-- BEGIN PROVIDED DATA --

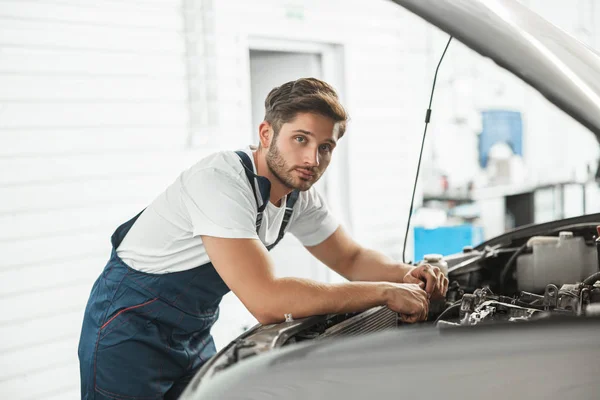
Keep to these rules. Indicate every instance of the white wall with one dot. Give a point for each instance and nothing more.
(94, 118)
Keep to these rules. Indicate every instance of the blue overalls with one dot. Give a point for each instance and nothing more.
(145, 335)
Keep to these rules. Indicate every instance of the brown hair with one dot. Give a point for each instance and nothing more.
(304, 95)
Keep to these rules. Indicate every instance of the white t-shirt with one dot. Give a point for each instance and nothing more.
(214, 198)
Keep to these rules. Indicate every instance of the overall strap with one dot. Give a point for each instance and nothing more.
(265, 189)
(289, 208)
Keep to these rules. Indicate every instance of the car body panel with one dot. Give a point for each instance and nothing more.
(560, 67)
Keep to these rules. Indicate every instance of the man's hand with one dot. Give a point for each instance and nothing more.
(429, 278)
(408, 300)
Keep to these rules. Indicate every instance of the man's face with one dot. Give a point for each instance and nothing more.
(299, 155)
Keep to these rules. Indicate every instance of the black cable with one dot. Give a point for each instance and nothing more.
(427, 119)
(448, 310)
(509, 264)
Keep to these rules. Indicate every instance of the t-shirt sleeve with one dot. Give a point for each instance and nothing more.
(219, 205)
(313, 222)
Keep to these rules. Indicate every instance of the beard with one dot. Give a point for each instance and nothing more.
(279, 167)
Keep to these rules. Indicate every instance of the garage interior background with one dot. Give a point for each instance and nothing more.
(103, 103)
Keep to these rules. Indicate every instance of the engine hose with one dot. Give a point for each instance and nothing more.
(448, 310)
(590, 280)
(512, 260)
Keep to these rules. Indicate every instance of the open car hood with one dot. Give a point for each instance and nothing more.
(560, 67)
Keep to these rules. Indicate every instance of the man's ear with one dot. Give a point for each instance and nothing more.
(265, 134)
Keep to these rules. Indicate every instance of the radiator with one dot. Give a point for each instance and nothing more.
(373, 320)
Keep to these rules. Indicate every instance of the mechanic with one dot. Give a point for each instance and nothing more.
(146, 328)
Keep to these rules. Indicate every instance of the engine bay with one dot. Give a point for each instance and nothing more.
(545, 271)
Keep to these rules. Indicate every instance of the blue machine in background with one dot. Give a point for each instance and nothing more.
(500, 126)
(445, 240)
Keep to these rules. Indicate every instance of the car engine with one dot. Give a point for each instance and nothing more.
(547, 271)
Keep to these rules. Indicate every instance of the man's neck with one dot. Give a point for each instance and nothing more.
(278, 190)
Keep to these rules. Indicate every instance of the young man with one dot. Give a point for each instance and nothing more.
(146, 329)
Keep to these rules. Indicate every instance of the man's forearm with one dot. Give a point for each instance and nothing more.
(302, 298)
(371, 265)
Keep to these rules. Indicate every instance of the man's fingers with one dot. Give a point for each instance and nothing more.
(415, 280)
(429, 276)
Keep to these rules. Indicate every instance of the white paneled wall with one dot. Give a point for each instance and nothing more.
(93, 121)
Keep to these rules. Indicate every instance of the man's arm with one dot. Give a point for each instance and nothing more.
(246, 267)
(356, 263)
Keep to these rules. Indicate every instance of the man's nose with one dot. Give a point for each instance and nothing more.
(311, 157)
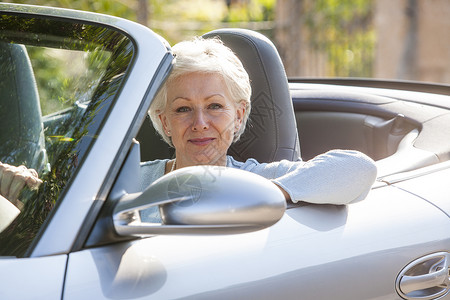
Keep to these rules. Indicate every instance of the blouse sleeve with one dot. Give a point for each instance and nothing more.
(335, 177)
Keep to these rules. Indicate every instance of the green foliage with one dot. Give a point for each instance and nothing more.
(344, 31)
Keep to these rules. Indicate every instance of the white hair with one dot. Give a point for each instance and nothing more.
(209, 56)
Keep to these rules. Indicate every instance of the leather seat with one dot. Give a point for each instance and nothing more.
(271, 133)
(22, 133)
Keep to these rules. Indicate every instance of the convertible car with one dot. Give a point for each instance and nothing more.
(75, 89)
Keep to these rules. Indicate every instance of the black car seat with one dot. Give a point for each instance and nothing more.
(21, 129)
(271, 132)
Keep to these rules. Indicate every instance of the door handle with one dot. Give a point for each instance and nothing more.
(425, 278)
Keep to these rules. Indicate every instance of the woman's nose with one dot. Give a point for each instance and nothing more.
(200, 121)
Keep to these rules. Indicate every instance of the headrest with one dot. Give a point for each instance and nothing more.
(271, 132)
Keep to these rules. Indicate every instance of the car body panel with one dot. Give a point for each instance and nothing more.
(33, 278)
(285, 260)
(314, 252)
(84, 192)
(432, 187)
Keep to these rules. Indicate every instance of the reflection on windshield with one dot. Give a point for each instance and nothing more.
(67, 75)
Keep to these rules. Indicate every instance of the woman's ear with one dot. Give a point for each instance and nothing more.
(240, 113)
(165, 124)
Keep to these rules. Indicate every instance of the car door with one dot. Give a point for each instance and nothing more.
(61, 74)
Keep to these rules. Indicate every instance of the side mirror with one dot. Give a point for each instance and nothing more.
(202, 200)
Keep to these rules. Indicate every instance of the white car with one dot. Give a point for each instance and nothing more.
(75, 88)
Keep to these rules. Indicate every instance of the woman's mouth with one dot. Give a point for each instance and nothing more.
(201, 141)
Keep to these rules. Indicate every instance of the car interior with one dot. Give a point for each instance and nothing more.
(22, 134)
(389, 130)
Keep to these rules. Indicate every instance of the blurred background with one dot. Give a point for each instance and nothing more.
(386, 39)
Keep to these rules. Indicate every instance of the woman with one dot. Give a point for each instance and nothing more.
(12, 181)
(203, 108)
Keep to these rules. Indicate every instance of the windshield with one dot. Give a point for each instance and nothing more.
(58, 82)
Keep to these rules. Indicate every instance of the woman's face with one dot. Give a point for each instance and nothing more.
(201, 118)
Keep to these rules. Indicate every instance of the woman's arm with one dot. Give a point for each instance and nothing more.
(14, 179)
(335, 177)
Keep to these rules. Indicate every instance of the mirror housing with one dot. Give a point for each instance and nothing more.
(202, 200)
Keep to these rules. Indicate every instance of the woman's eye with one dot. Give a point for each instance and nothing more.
(215, 106)
(182, 109)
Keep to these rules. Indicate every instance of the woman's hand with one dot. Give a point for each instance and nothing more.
(14, 179)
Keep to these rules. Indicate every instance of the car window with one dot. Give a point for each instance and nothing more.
(58, 80)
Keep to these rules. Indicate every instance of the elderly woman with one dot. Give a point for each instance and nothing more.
(203, 108)
(12, 181)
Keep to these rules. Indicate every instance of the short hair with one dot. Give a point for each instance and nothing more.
(208, 56)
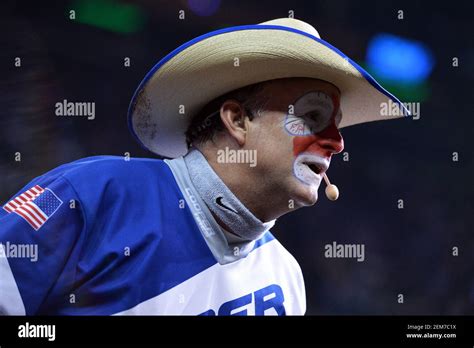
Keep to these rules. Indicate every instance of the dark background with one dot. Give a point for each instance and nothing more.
(408, 251)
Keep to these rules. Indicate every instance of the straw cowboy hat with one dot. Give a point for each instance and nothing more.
(200, 70)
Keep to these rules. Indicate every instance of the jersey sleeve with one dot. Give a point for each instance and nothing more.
(40, 235)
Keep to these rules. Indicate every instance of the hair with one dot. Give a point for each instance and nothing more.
(207, 122)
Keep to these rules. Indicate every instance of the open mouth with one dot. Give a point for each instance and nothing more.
(314, 167)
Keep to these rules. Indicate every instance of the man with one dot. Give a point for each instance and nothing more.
(255, 111)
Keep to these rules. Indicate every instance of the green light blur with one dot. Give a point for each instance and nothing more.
(110, 15)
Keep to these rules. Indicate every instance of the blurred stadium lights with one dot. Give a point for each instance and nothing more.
(402, 65)
(204, 7)
(109, 14)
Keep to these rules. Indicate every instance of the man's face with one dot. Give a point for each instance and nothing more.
(296, 137)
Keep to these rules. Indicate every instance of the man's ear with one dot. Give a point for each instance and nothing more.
(234, 118)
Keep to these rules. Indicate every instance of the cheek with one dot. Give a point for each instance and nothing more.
(300, 144)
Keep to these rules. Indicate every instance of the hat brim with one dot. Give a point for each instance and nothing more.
(195, 73)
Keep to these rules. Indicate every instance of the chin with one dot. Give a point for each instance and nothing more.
(307, 196)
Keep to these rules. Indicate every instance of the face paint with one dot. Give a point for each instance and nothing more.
(313, 112)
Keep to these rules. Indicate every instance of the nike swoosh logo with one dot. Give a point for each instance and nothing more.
(219, 202)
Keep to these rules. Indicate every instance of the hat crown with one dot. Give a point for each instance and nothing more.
(295, 24)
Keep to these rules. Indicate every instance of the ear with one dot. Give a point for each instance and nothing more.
(234, 118)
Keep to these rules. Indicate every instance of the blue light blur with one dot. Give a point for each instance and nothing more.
(397, 59)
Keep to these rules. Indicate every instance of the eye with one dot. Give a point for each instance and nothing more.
(317, 121)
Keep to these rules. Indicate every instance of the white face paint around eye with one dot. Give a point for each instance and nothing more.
(311, 114)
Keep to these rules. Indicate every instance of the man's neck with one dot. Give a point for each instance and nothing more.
(265, 204)
(231, 213)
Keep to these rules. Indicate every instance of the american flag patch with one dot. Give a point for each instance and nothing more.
(35, 205)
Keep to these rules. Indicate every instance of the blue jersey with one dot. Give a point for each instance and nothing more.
(104, 236)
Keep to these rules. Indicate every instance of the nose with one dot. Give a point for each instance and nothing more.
(331, 139)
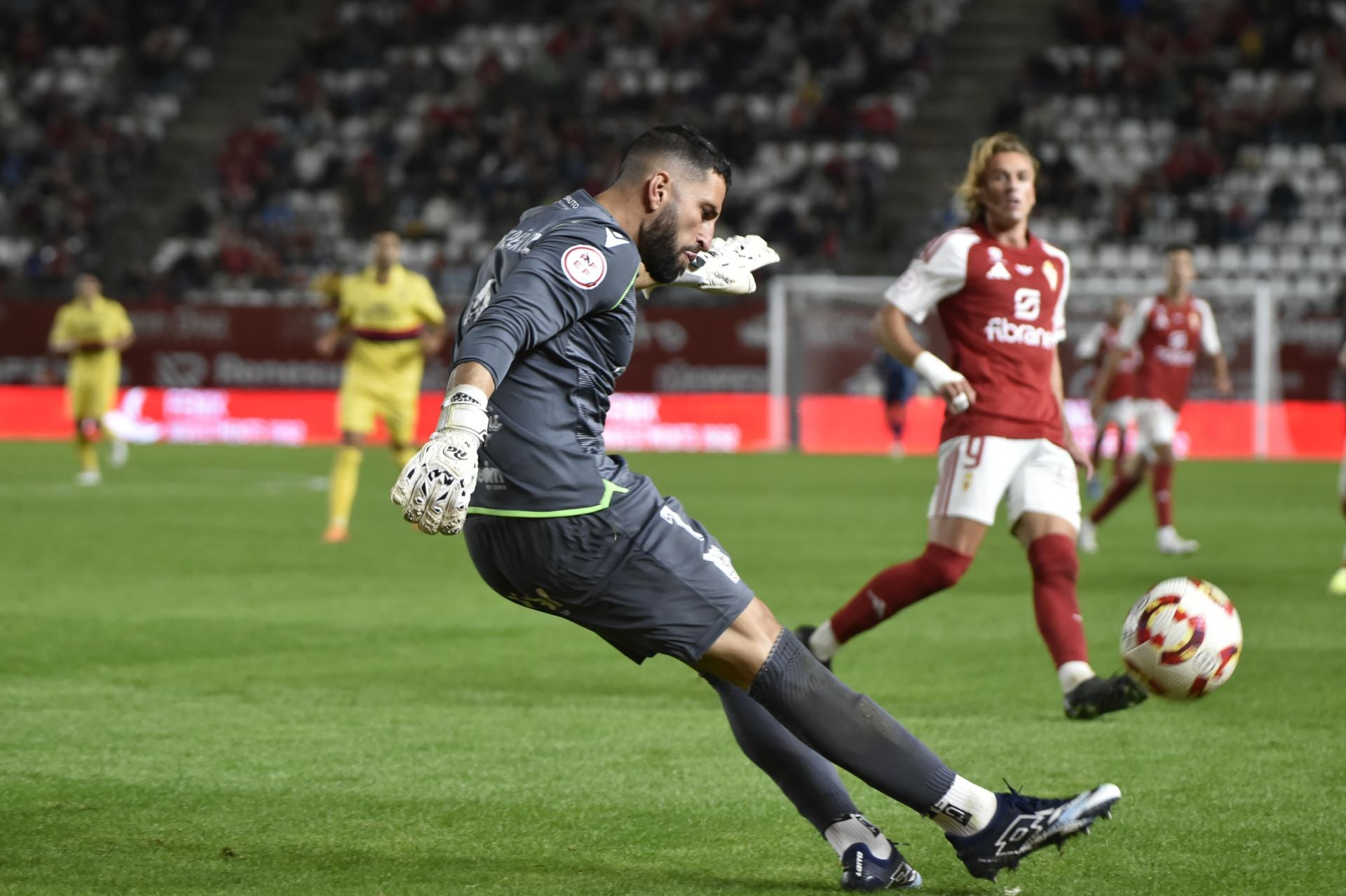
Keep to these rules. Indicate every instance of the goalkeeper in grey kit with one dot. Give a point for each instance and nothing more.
(555, 524)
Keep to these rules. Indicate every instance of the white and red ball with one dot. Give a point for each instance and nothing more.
(1182, 639)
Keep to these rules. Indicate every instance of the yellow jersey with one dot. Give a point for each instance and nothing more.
(388, 320)
(93, 327)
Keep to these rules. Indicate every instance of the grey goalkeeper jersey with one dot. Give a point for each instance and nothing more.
(552, 316)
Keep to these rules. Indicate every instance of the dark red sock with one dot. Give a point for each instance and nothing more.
(1162, 487)
(898, 587)
(1122, 486)
(1054, 573)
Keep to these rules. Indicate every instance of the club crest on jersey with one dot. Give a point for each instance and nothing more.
(585, 265)
(998, 264)
(1049, 271)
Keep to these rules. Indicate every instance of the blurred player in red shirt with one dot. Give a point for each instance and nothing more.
(1169, 330)
(1000, 294)
(1337, 585)
(1117, 409)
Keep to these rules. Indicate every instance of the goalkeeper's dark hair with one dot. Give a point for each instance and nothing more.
(681, 144)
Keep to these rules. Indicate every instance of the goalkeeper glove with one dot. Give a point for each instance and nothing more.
(435, 487)
(728, 264)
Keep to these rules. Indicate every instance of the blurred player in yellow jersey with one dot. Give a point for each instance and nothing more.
(93, 330)
(395, 322)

-- END PROVIDED DATA --

- **PROBLEM STATEMENT**:
Reproduce word for word the records between the line holding "Keep to these rules. Indicate every instance of the ear" and the line holding "(1182, 639)", both included, and omit any picture.

- **THE ANSWER**:
Keep to these rules. Indicate every instance of the ear with one dot. Give a point for each instance and nothing more.
(234, 118)
Keep to these rules. Indicate every instance of the blue light blur with one dot. Give a point for each instance and nothing more.
(397, 59)
Keep to these rules. Indicate every instance of the eye with one dot. Give a point for each instance and nothing more.
(317, 121)
Keep to these rules. Indicate every instance of the white face paint around eye with one dot. Give a point for each instance and nothing more.
(311, 114)
Keep to these rules. Indicate every instance of the man's neck with one dot. Give a point for each instance and nothing more.
(265, 204)
(231, 213)
Keep to these rules. Indicate every instance of the american flag patch with one dot. Give a point for each instance and nothing more.
(35, 205)
Keep to these rules. Indicate every instance of the blue jersey with one dot. Give a point for each instance and nothing more.
(104, 236)
Keep to these rules. Indicate every instance of the nose with one dot. Give a point for each instance and nothing more.
(331, 139)
Keep to these rules. Indicate every instance of the goalkeeper in grey kit with one dot. Give a point for each instance and nothing more.
(555, 524)
Keep to these rules. Indicate every instance of the white and red ball with one dot. Give a point for each instance and nothing more.
(1182, 639)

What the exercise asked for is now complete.